The task.
Each entry has to be set down again with no alteration.
(Stored data Opens)
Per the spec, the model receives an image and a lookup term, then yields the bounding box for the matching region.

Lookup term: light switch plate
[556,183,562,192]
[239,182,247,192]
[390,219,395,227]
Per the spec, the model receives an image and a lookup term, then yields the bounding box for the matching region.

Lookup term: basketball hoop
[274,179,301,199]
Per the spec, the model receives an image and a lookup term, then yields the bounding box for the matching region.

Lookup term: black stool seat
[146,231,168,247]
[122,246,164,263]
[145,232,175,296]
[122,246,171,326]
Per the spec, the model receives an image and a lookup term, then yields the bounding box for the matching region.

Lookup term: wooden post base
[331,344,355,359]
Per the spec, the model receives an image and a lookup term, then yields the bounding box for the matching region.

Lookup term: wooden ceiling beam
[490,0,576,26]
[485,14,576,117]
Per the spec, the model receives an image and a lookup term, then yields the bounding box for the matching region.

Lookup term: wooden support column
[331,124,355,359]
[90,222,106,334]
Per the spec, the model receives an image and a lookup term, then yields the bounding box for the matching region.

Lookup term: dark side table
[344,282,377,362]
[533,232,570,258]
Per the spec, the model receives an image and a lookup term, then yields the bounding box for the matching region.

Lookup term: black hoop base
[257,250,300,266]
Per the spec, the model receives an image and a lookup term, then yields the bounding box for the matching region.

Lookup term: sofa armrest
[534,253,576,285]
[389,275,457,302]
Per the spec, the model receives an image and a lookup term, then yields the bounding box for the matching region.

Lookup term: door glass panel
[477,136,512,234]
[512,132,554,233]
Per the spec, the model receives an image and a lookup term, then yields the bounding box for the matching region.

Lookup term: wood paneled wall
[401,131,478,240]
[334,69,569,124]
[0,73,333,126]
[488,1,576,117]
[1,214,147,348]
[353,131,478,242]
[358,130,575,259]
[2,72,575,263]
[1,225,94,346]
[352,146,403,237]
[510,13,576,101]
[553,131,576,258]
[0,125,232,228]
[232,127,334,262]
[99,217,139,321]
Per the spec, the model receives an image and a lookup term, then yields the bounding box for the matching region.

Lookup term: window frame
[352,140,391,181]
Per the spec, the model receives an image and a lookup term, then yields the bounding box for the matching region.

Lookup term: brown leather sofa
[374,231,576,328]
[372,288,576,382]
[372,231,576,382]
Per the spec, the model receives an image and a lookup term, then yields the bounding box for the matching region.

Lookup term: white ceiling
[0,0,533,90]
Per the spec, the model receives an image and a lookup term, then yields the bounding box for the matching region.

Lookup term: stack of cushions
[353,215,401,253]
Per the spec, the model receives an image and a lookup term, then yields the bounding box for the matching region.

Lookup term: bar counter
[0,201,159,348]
(Stored data Closes)
Answer below.
Per the spec, the model receives an image and a lookup term, then yields the bounding box for the matching region.

Lookup term: light switch plate
[556,183,562,192]
[239,182,247,192]
[390,219,395,227]
Per the spec, the model receives an image and a lookup term, then yields the bounding box for the matching region.

Lookup term: basketball hoop
[274,179,301,199]
Per the spec, the model receives an image and a lookup term, then yields the bounding box for the matching region.

Lookup term: black stool seat
[146,231,168,247]
[122,246,164,263]
[145,232,175,296]
[122,246,171,326]
Per the spec, the model receives an image and a lookup term, then yields the bounding box for the matching region.

Lookup term: wooden post base
[331,344,355,359]
Per the spec, the model receives an image and a lookup term, then yields the bounding box for the matching region.

Lookup term: wooden ceiling beam
[490,0,576,26]
[485,14,576,117]
Per the spec, the model receives an image and a lookup term, then yields the bounding box for the matching region.

Lookup term: wooden support column
[331,124,355,359]
[90,222,106,334]
Per the spec, the model receives an image and a lookup term, then yields the bounding box for the matching region.

Lookup term: dark side table
[344,282,377,362]
[533,232,570,258]
Per the spec, the model receives an image and a lookup term, then yields the bounding box for the matching region.

Lookup term: black hoop base
[257,250,300,266]
Per the spec, the model receives an image and a lookup term, then yields the bounding box for the matching region.

Lookup term: sofa armrest
[534,253,576,285]
[389,275,457,302]
Per the spec, the model receives an image and a lookup term, then yields the bounding box for the matching region.

Lookup term: door glass panel
[477,136,512,234]
[512,132,554,233]
Per the spec, the model receives an image and a lookup term, then yields the bounding box for the matching region.

Lookup term: wood paneled wall
[401,131,478,240]
[334,69,569,124]
[0,73,333,126]
[488,1,576,117]
[1,214,147,348]
[353,131,478,242]
[358,130,575,259]
[2,72,575,263]
[1,225,94,346]
[352,146,403,237]
[510,13,576,101]
[553,131,576,258]
[0,125,232,228]
[232,127,334,262]
[99,217,139,321]
Per the spec, the model receives an image and a lookup term, then yields the bounding box for the matching region.

Lookup term: window frame
[352,140,391,181]
Per the spec, the model receives an image and a lookup term, then yields the bounding box for the matching region.

Lookup term: brown leather sofa
[374,231,576,328]
[372,288,576,382]
[372,231,576,382]
Per the spec, the model receives an image and a lookup term, then yields the bounding box for the matching region.

Lookup term: white ceiling
[0,0,533,90]
Per the spec, the model receives an image and a lookup term, then yields the bounding box for the matching region.

Lookup term: stack of cushions
[353,215,401,253]
Per the spec, the model receives an image and a lookup term, then yields the bounding box for the matching region.

Lookup term: bar counter
[0,201,159,348]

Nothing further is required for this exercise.